### Dataset entries
::::

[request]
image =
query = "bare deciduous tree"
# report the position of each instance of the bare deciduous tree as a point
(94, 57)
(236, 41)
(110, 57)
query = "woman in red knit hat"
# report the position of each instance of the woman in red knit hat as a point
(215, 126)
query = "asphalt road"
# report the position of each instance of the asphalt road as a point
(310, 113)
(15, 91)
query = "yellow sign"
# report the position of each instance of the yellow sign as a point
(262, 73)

::::

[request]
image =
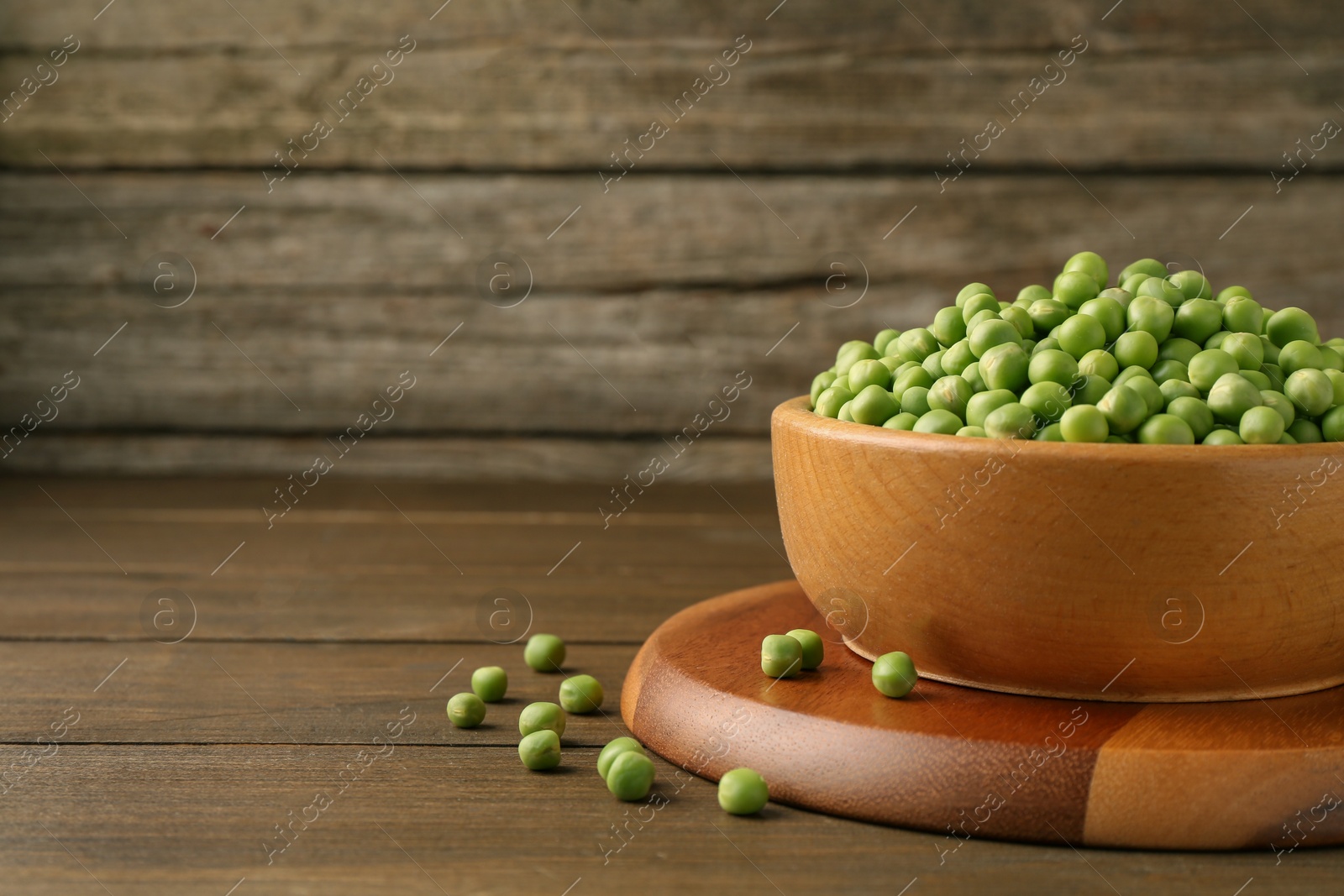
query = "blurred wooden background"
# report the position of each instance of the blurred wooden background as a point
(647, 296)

::::

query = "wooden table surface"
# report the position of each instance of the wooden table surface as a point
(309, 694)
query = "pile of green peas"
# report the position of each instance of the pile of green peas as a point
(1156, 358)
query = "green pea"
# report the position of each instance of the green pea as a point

::::

### TASK DESCRIPTION
When a line among the entries contains "query", pull that line out.

### WRITTEN RESPONSE
query = "bare deciduous tree"
query = "woman in red knit hat"
query = "asphalt road"
query = "yellow sign"
query = "blurred wooden background"
query = "wooden table surface"
query = "pile of green peas"
query = "green pea"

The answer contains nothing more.